Background and scope of work

In May 2021, GBIF began placing monthly snapshots of GBIF occurrences in the Microsoft Azure Data Catalogue. The contracted individual or institution will extend this work, first by implementing Biodiverse software in MS Azure and then developing and assessing the quality of data-filtering pipelines for the GBIF-mediated occurrence data in the Microsoft Azure Data Catalogue.

The filtered subset of data will then be name-matched with the latest Open Tree of Life phylogeny, producing spatially explicit phylogenetic diversity products for analysing various clades and geographic areas. The PDTF will help assess the quality of the resulting data products.

The goal of the project is to generate automated monthly data products suitable for use in research on phylogenetic diversity by the end of the grant period.

Primary tasks include:

  • Preparing workflows for filtering GBIF-mediated data
  • Assessing the quality of filtered data
  • Matching names between OToL and GBIF-mediated data
  • Running and assessing metrics on phylogenetic diversity that integrate OToL and GBIF-mediated occurrence data using Biodiverse
  • Drafting a first-authored manuscript based on the work in either a methodological paper or an analysis of a large clade

The selected candidate is expected to carry out the work remotely or at their host institution. Candidates must show the ability to work independently and meet virtually with project leads on three continents.

Preferred skills and experience

The incumbent should possess outstanding bioinformatics skills, good knowledge of GBIF-mediated data and an understanding of cloud computing and phylogenetic analyses.

Preferred skills include:

  • Experience in analysis of GBIF-mediated data
  • Knowledge of R, Perl or Python and APIs
  • Demonstrable experience of development of open-source software and repeatable data-processing workflows
  • Knowledge of phylogenetic diversity, as shown by other phylogenetic and spatially explicit biodiversity analyses
  • Experience in cloud-based or distributed computing systems
  • Advanced degree in a field relevant to biodiversity or informatics or GBIF’s work, or equivalent experience
  • Full professional proficiency in English
  • Demonstrated experience in writing scientific publications
  • Ability to work remotely with limited supervision

This is an exciting opportunity for the right individual to strengthen cloud-based biodiversity informatic skills while working with a global data infrastructure. The contract is open to any professional stage from graduate student/postdoc to a sabbatical scientist. If your motivation, interests and experience match these requirements, we look forward to hearing from you.

# SUPPLIED INFORMATION

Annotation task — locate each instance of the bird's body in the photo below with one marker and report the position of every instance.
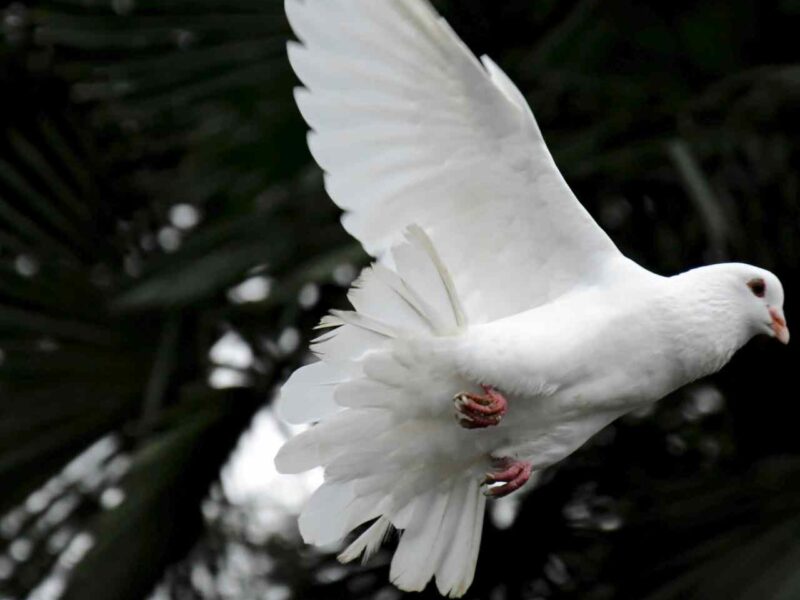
(490, 276)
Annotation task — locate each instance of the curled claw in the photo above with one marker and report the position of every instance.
(476, 411)
(511, 473)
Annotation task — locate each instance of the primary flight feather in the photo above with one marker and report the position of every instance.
(495, 299)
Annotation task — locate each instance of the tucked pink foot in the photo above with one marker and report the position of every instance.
(510, 473)
(476, 411)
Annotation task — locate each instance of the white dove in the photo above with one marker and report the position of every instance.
(495, 298)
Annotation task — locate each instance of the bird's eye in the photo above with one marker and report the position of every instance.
(758, 286)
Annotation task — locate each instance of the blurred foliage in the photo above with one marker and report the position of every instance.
(156, 195)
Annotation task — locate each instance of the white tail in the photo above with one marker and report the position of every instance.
(385, 435)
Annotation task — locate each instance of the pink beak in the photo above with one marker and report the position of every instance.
(779, 325)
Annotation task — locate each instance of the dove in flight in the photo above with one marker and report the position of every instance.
(499, 327)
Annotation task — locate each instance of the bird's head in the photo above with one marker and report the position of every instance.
(755, 295)
(764, 302)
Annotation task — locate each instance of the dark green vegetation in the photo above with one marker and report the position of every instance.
(677, 126)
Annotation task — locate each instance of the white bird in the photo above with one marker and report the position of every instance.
(495, 297)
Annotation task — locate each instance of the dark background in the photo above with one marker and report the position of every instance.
(675, 122)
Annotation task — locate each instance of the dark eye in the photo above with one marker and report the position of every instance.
(758, 286)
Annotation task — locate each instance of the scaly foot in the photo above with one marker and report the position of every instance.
(476, 411)
(509, 472)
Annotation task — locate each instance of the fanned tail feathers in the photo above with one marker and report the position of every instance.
(382, 426)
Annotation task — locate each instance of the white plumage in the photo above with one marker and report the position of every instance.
(490, 273)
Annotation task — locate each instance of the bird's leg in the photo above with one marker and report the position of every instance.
(509, 472)
(475, 411)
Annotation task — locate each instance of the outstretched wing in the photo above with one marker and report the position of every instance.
(411, 128)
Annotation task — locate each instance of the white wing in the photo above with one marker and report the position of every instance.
(411, 128)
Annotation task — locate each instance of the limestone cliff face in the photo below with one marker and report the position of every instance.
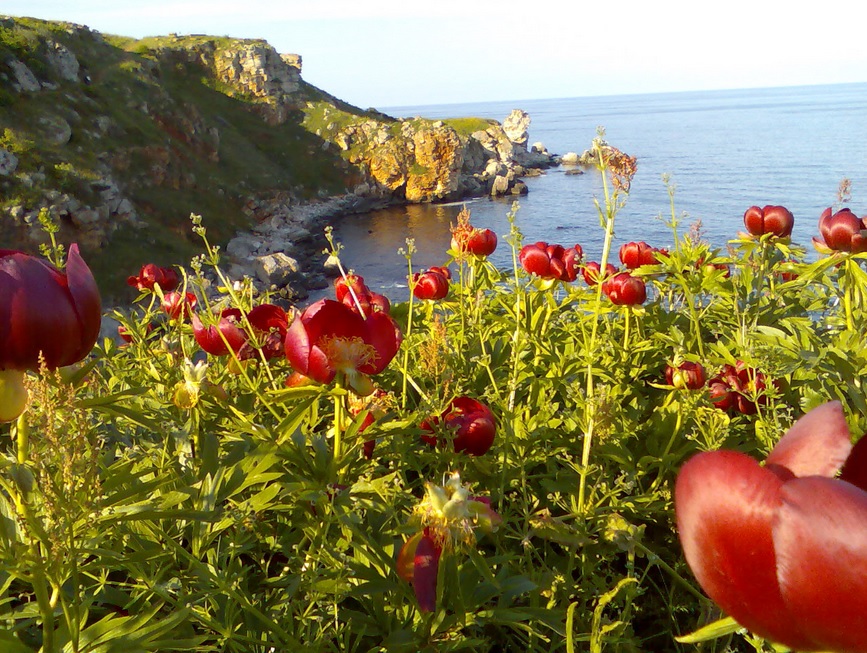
(251, 69)
(120, 139)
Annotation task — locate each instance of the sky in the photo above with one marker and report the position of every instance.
(398, 53)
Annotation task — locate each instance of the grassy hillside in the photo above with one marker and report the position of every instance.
(174, 137)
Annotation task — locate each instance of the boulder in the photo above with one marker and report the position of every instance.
(8, 163)
(500, 186)
(55, 129)
(516, 125)
(63, 61)
(24, 79)
(276, 269)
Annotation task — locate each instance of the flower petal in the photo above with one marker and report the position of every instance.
(821, 544)
(425, 569)
(725, 505)
(855, 469)
(816, 445)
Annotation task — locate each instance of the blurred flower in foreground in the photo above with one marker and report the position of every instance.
(449, 517)
(45, 314)
(782, 548)
(329, 340)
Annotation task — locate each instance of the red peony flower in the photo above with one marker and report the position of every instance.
(777, 220)
(731, 390)
(45, 312)
(842, 232)
(432, 284)
(686, 376)
(330, 340)
(473, 424)
(782, 547)
(634, 255)
(625, 290)
(551, 261)
(151, 275)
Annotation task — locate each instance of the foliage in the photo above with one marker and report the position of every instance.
(158, 499)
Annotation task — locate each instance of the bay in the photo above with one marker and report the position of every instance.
(723, 151)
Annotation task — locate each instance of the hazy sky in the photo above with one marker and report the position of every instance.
(385, 53)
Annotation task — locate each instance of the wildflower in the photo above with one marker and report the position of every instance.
(782, 548)
(448, 517)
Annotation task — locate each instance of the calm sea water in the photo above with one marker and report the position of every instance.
(723, 150)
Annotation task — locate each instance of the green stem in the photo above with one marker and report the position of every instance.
(22, 438)
(590, 406)
(339, 418)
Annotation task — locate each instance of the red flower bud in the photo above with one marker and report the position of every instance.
(551, 261)
(591, 272)
(777, 220)
(473, 423)
(151, 275)
(634, 255)
(687, 376)
(625, 290)
(842, 231)
(430, 285)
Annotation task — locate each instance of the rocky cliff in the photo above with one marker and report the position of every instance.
(119, 140)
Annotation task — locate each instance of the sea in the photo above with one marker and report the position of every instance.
(720, 151)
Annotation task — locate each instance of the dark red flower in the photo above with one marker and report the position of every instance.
(329, 338)
(270, 324)
(841, 232)
(777, 220)
(551, 261)
(686, 376)
(782, 548)
(151, 275)
(46, 312)
(418, 564)
(226, 335)
(472, 422)
(178, 306)
(738, 388)
(625, 290)
(634, 255)
(470, 240)
(591, 270)
(432, 284)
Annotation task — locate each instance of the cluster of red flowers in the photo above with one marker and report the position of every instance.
(552, 262)
(738, 388)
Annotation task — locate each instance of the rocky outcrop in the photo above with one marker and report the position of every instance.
(252, 69)
(117, 134)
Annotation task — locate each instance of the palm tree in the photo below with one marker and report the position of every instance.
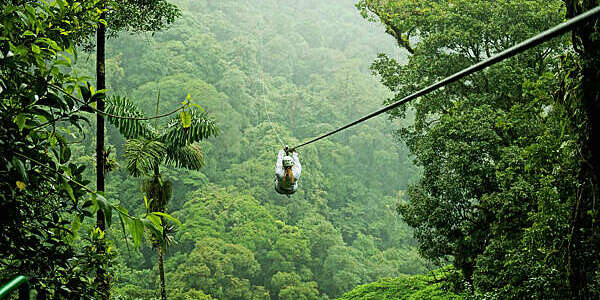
(147, 148)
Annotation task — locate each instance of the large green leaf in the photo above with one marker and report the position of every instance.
(201, 127)
(142, 155)
(129, 128)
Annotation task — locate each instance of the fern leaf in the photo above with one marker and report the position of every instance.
(129, 128)
(142, 155)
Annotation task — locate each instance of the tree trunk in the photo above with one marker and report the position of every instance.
(101, 276)
(161, 270)
(583, 256)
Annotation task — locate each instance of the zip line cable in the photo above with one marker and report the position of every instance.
(510, 52)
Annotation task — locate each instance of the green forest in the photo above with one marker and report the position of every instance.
(139, 142)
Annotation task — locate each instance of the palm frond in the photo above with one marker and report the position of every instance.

# ABOUT THIS TASK
According to the project description, why will the filtered subset of GBIF data be name-matched with the latest Open Tree of Life phylogeny? Answer in one to three sentences. The data here come from a different source than the text.

# RESPONSE
The name-matching produces spatially explicit phylogenetic diversity products. These products are meant for analyzing various clades and geographic areas.